Your task is to return all of the entries below exactly, leaving out each picture.

*The records*
_ _ _
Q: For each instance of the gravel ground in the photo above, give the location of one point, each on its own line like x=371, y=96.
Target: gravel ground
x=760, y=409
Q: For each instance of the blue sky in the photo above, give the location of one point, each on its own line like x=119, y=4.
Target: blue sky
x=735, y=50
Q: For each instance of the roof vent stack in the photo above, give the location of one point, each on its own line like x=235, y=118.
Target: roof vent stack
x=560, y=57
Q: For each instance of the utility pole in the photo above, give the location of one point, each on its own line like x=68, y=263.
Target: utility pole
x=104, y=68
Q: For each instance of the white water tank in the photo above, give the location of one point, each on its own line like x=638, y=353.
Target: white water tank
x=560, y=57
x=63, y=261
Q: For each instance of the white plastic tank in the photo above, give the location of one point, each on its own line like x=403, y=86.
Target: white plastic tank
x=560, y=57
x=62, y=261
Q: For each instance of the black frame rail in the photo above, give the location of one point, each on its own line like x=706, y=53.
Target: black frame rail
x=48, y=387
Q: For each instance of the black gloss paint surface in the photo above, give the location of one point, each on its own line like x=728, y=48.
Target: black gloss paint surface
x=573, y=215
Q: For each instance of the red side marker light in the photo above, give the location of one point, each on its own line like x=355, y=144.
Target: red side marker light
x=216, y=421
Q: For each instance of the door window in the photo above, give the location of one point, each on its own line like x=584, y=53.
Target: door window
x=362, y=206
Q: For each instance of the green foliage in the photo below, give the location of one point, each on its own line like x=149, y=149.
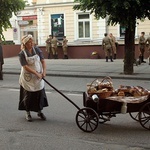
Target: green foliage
x=7, y=7
x=124, y=12
x=118, y=11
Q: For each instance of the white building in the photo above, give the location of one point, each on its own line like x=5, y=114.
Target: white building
x=57, y=17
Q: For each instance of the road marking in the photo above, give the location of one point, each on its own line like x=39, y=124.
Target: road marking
x=47, y=92
x=14, y=90
x=75, y=94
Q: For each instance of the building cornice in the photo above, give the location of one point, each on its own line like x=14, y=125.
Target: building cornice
x=50, y=5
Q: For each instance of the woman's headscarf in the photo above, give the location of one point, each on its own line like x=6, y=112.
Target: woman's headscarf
x=24, y=40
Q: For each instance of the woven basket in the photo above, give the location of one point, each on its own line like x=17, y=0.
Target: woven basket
x=105, y=83
x=104, y=95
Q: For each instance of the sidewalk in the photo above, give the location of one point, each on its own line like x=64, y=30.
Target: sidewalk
x=89, y=68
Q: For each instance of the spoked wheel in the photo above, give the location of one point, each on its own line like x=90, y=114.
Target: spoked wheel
x=134, y=115
x=103, y=118
x=87, y=119
x=144, y=116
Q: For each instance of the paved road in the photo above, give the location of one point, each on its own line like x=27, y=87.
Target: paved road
x=92, y=68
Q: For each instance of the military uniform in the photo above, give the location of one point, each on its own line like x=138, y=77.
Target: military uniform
x=65, y=47
x=142, y=47
x=148, y=48
x=107, y=47
x=48, y=46
x=113, y=41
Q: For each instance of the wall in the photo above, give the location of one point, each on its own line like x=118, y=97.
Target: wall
x=74, y=52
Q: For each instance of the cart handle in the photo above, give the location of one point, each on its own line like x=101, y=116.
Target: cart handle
x=61, y=93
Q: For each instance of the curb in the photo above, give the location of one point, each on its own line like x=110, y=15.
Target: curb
x=126, y=77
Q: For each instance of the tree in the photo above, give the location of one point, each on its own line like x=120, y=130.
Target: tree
x=124, y=12
x=7, y=7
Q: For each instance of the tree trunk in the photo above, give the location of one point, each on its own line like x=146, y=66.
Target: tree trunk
x=129, y=48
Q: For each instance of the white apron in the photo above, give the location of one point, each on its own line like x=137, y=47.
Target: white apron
x=29, y=81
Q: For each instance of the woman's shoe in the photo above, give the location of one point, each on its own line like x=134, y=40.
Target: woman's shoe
x=42, y=116
x=28, y=117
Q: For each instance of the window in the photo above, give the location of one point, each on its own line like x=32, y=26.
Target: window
x=83, y=26
x=122, y=31
x=57, y=23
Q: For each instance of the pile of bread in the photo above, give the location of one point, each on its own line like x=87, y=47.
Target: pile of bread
x=135, y=91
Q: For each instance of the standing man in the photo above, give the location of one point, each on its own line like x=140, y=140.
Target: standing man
x=1, y=61
x=54, y=43
x=65, y=46
x=142, y=47
x=113, y=41
x=148, y=47
x=107, y=47
x=48, y=45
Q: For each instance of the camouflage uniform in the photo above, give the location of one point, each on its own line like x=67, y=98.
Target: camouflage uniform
x=113, y=41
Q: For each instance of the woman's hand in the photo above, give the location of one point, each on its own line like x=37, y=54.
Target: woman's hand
x=39, y=75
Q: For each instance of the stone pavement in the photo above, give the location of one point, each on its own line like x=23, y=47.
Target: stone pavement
x=88, y=68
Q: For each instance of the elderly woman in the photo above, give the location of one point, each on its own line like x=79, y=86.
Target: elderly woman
x=32, y=92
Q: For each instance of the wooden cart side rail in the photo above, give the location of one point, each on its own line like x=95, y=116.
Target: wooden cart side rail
x=61, y=94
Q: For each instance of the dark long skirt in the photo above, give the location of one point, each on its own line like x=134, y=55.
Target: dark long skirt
x=32, y=101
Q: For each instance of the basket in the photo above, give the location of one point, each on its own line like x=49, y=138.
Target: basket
x=104, y=95
x=106, y=83
x=97, y=87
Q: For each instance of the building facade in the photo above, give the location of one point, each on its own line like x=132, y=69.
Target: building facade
x=57, y=17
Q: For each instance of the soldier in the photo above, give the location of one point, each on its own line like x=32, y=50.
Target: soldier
x=54, y=43
x=65, y=46
x=48, y=45
x=1, y=61
x=107, y=47
x=113, y=41
x=148, y=47
x=142, y=47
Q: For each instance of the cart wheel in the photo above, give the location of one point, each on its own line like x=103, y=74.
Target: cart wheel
x=134, y=115
x=144, y=116
x=87, y=119
x=103, y=118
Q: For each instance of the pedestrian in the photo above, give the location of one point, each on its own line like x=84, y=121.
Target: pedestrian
x=113, y=41
x=1, y=61
x=48, y=45
x=147, y=42
x=54, y=43
x=107, y=47
x=32, y=92
x=142, y=47
x=65, y=47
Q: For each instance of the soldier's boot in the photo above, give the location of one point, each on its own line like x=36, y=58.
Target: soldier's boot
x=114, y=56
x=111, y=59
x=106, y=58
x=143, y=59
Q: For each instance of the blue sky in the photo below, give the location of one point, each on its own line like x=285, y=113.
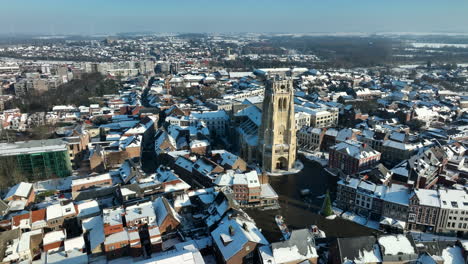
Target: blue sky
x=106, y=16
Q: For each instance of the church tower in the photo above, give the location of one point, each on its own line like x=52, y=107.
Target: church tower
x=277, y=133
_ _ _
*Exercise response*
Q: For each instance of the gravel ground in the photo above, give the location of one point, each on its own line like x=371, y=96.
Target: gravel ground
x=760, y=409
Q: For each instance of the blue sky in the photo above, give the location of one point, each on its own line like x=119, y=4.
Target: blue sky
x=735, y=50
Q: For each instance of the roof vent stack in the photo above, give the location of one point, each on its own line like x=235, y=118.
Target: roof vent stack
x=560, y=57
Q: For each instance of the utility pole in the photo above, give the location of one point, each on its own line like x=68, y=263.
Target: utility pole
x=104, y=68
Q: For each instance of the white water tank in the photo above, give the location of one point, each on its own line like x=638, y=353.
Target: white water tank
x=560, y=57
x=63, y=261
Q: For each instance of the white plastic tank in the photo above, give the location of one point, each on its own line like x=403, y=86.
Target: white plastic tank
x=560, y=57
x=62, y=261
Q: For each instance of the black frame rail in the photo above, give the location of one point, each on its own line like x=706, y=53.
Target: black frame rail
x=48, y=387
Q: For each instance of the black gloss paint surface in the photo above, give the location of one point, each on its own line like x=728, y=48.
Target: black gloss paint surface
x=573, y=215
Q: For each instance of the red side marker light in the photo above, give the location of one point, each on its own line like x=355, y=144.
Target: red side marker light
x=216, y=421
Q: For each instance of the door window in the photo above, give the location of one point, each on its own line like x=584, y=53.
Target: door window
x=362, y=206
Q: For each instance of the green foliage in the photo below, give the location of one point, each on its own line like x=149, y=149.
Target: green foliage
x=7, y=7
x=124, y=12
x=118, y=11
Q: For each instance of the white building in the photo above, give the location of one point, each on its own line like x=5, y=114.
Target: white building
x=57, y=17
Q: For each instance of the road marking in the photo above, give the location of one point, each on its own line like x=39, y=124.
Target: road marking
x=47, y=92
x=14, y=90
x=75, y=94
Q: For each instance of the building cornice in the photo above, give the location of one point, each on its own line like x=14, y=125.
Target: building cornice
x=50, y=5
Q: For each instance of the woman's headscarf in the photo above, give the location of one point, each on its own line like x=6, y=112.
Target: woman's headscarf
x=24, y=40
Q: For each instance of the woven basket in the photo above, give the location of one point, each on its own line like x=17, y=0.
Target: woven basket
x=105, y=83
x=104, y=95
Q: For each instance of the sidewalk in the photo above, give the location of one point, each on its own line like x=64, y=30.
Target: sidewalk
x=89, y=68
Q: For each instance of the spoked wheel in the photo above, give the location of one point, each on its own line like x=90, y=114.
Target: spoked wheel
x=134, y=115
x=103, y=118
x=87, y=119
x=144, y=116
Q: For each instance of the paved road in the photo above, give the location of one point, each on its own line like x=27, y=87.
Target: paved road
x=92, y=68
Q: For each instance of the military uniform in the photo above, give the location of one point, each on its own line like x=138, y=77.
Target: military uniform
x=65, y=47
x=142, y=47
x=148, y=48
x=107, y=47
x=48, y=46
x=113, y=41
Q: For each instance of the wall in the photo above, give the location of one point, each on its own line like x=118, y=97.
Target: wall
x=74, y=52
Q: For each instance of the cart handle in the photo above, give the location of one point, each on its own line like x=101, y=116.
Target: cart handle
x=61, y=93
Q: For each instance of the curb in the photo above, give the location of one point, each on its own line like x=110, y=15.
Target: curb
x=126, y=77
Q: For each instance of the tree in the photo above, give the location of one point, each on its own line like x=120, y=130.
Target: tree
x=124, y=12
x=7, y=7
Q: For each instance of the tree trunk in the photo above, give the location of one point, each on its own line like x=146, y=66.
Target: tree trunk
x=129, y=48
Q: For each instance of the white apron in the photo above, give the location of one point, each on its own line like x=137, y=47.
Target: white apron
x=29, y=81
Q: For each instance of the woman's shoe in the photo above, give the location of one point, each on its own line like x=134, y=40.
Target: woman's shoe
x=42, y=116
x=28, y=117
Q: For each instance of the window in the photo above, give the location of one point, each on its own line like x=32, y=26.
Target: window
x=83, y=26
x=122, y=31
x=57, y=23
Q: For each instance of the pile of bread in the photo above, give the location of one point, each on its own line like x=87, y=47.
Target: pile of bread
x=135, y=91
Q: For each instance of the standing man in the photo above, give the location of one point, each on its own line like x=140, y=140.
Target: standing man
x=1, y=61
x=54, y=43
x=65, y=46
x=142, y=47
x=113, y=41
x=148, y=47
x=107, y=47
x=48, y=45
Q: For each instance of the camouflage uniform in the photo above, give the location of one point, each on its own line like x=67, y=98.
Target: camouflage uniform
x=113, y=41
Q: For each instance of the woman's hand in the photo above, give the location of one point, each on its own line like x=37, y=54.
Target: woman's hand
x=39, y=75
Q: For each instance of the stone pavement in the photo above, give the location of one point, each on its own line like x=23, y=47.
Target: stone pavement
x=88, y=68
Q: For each instance of the elderly woman in the photo above, give the location of one point, each on its own line like x=79, y=86.
Target: elderly woman
x=32, y=92
Q: For each instance of the wooden cart side rail in the photo above, give the location of one point, each on its own line like x=95, y=116.
Target: wooden cart side rail
x=61, y=94
Q: For each instance of the dark long skirt in the photo above, give the location of one point, each on its own line like x=134, y=55.
Target: dark long skirt
x=32, y=101
Q: For each instance of the basket in the photo above, give the location of one point, each on its own line like x=49, y=138.
Target: basket
x=104, y=95
x=106, y=83
x=97, y=87
Q: For each instance of the building facade in the photo above, give the location of one point, each on its own line like x=132, y=69.
Target: building facade
x=57, y=17
Q: For each instance of the soldier in the photo above, give the location of one point, each on its own line like x=32, y=50.
Target: soldier
x=54, y=43
x=65, y=46
x=48, y=45
x=1, y=61
x=107, y=47
x=113, y=41
x=148, y=47
x=142, y=47
Q: For each instance of the cart wheel in the photo above, give the location of one point, each on its own line like x=103, y=74.
Target: cart wheel
x=134, y=115
x=144, y=116
x=87, y=119
x=103, y=118
Q: For each instance of the pedestrian in the photo above, give the location of one point, each on its own line like x=84, y=121.
Target: pedestrian
x=113, y=41
x=1, y=61
x=48, y=45
x=147, y=42
x=54, y=43
x=107, y=47
x=32, y=92
x=142, y=47
x=65, y=47
Q: For each instance of the soldier's boot in the photo above, give the location of one point, each on its own line like x=36, y=58.
Target: soldier's boot
x=114, y=56
x=111, y=59
x=106, y=58
x=143, y=59
Q: For each instance of the blue sky in the photo below, give the location of one point, each on its own line like x=285, y=113.
Target: blue sky
x=106, y=16
Q: For each instance of the church tower in the photo above, give the location of one point, each on its own line like x=52, y=107.
Target: church tower
x=277, y=133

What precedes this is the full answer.